◆ Excerpted text:

•••••

New research has uncovered an uncomfortable truth about the link between cancer and stress.
The report has revealed that stress can turn the body’s lymphatic system into a transport system for cancer, allowing it to spread further and faster.
The good news is that scientists believe they know how to stop that from happening… in mice anyway.
There has been a long-lasting debate in the scientific community about just what the effect of stress might be on the prognosis of cancer patients. While there’s no proof that stress causes cancer by itself, this new research does suggest that it has an impact on the spread of the disease in the body.
A research team from Monash University, headed by cancer biologist Dr Erica Sloan, undertook an in-depth study of how stress can drive a process called metastasis, or the spread of an existing cancer from its original tumour. While the study was done on mice with breast cancer, researchers believe that their findings are still important to the treatment of people with cancers.
“Stress sends a signal into the cancer that allows tumour cells to escape from the cancer and spread through the body,” Dr Sloan said.
“The stress is sort of acting like a fertiliser and helping the tumour cell take hold and colonise those other organs.”

•••••

◆ Data supplied:
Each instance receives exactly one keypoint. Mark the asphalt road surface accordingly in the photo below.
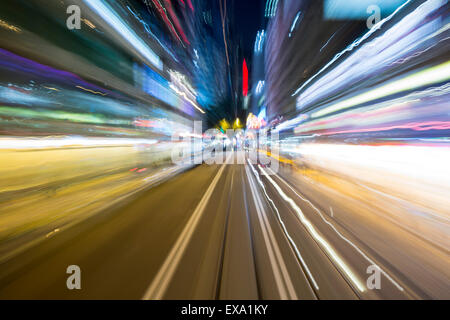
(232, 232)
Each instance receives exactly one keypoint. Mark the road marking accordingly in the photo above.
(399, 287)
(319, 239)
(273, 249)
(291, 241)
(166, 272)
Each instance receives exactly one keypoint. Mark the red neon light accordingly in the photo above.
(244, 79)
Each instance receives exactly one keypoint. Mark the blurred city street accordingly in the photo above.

•••••

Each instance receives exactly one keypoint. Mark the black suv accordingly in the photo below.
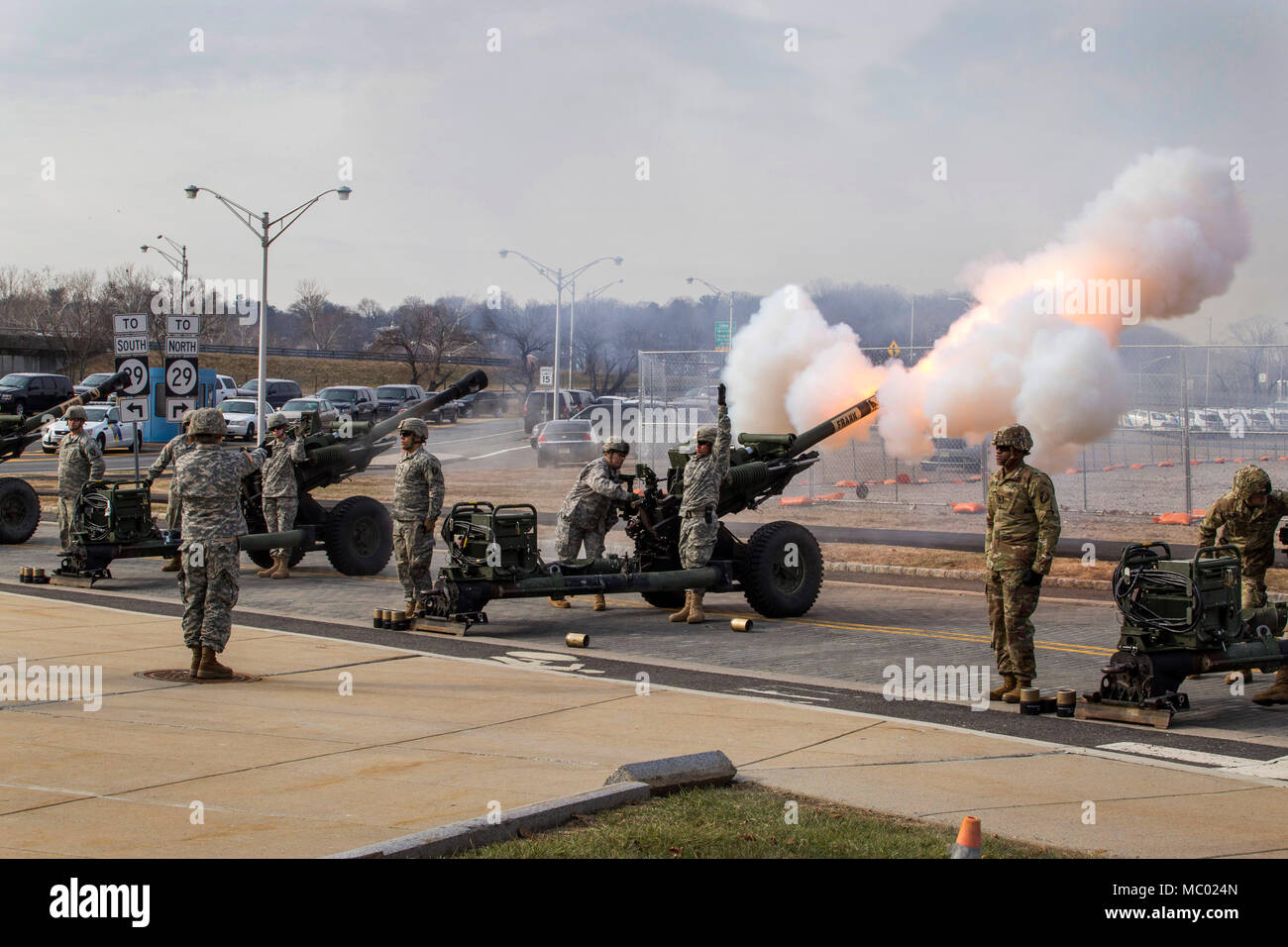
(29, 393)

•••••

◆ Apply what you read:
[1] In the article on stress and cancer, who headed the Monash University research team?
[2] Print the stress-and-cancer article from "There has been" up to and including "Dr Sloan said.".
[3] Proceed with the article on stress and cancer, picking up after its final sentence.
The records have no connection to the text.

◆ Results:
[1] Cancer biologist Dr Erica Sloan headed the team.

[2]
There has been a long-lasting debate in the scientific community about just what the effect of stress might be on the prognosis of cancer patients. While there’s no proof that stress causes cancer by itself, this new research does suggest that it has an impact on the spread of the disease in the body.
A research team from Monash University, headed by cancer biologist Dr Erica Sloan, undertook an in-depth study of how stress can drive a process called metastasis, or the spread of an existing cancer from its original tumour. While the study was done on mice with breast cancer, researchers believe that their findings are still important to the treatment of people with cancers.
“Stress sends a signal into the cancer that allows tumour cells to escape from the cancer and spread through the body,” Dr Sloan said.

[3]
Dr Sloan noted that while doctors were already aware that cancer could spread through the lymphatic system, her team were the first to show how stress could turn the system into a highway for those cells to move around the body at much faster speeds. In fact, the mice who had higher stress levels, created by keeping them in confined spaces to mimic physiological and emotional effects of stress in humans, had a shockingly higher spread of the disease.
“You see six times more spread of cancer in stressed mice compared to control mice,” Dr Sloan reported.
Researchers Also Have Possible Solution
It’s no surprise that stress levels increase in patients when they have been given a cancer diagnosis, so the research team behind the stress findings were eager to see how they could stop stress from becoming a factor in the spread of cancer in the body.
As it turns out, a pretty common type of medication called beta blockers, commonly prescribed for high blood pressure and arrhythmias, might just be the key to stopping stress from speeding up cancer. The beta blockers stop the stress response by limiting the increase in heart rate and blood pressure. When given to the mice, the stress response was totally neutralised, stopping the cancer cells from spreading rapidly through the lymphatic system.
And For People?
So now that the beta blockers have been tested on mice, what is the next step in getting these findings into the lives of the cancer patients who need them most? The good news is an anaesthetist named Dr Jonathan Hiller is already undertaking a human pilot trial at the Peter MacCallum Cancer Centre in Melbourne. His trial has a particular focus on the anxiety that female surgical patients experience when diagnosed with breast cancer.
“We’ve chosen the peri-operative period because, as an anaesthetist, we often see women have a state of increased stress and anxiety at the time of surgery, and the build-up to surgery following diagnosis can be incredibly anxiety provoking,” Dr Hiller told the ABC.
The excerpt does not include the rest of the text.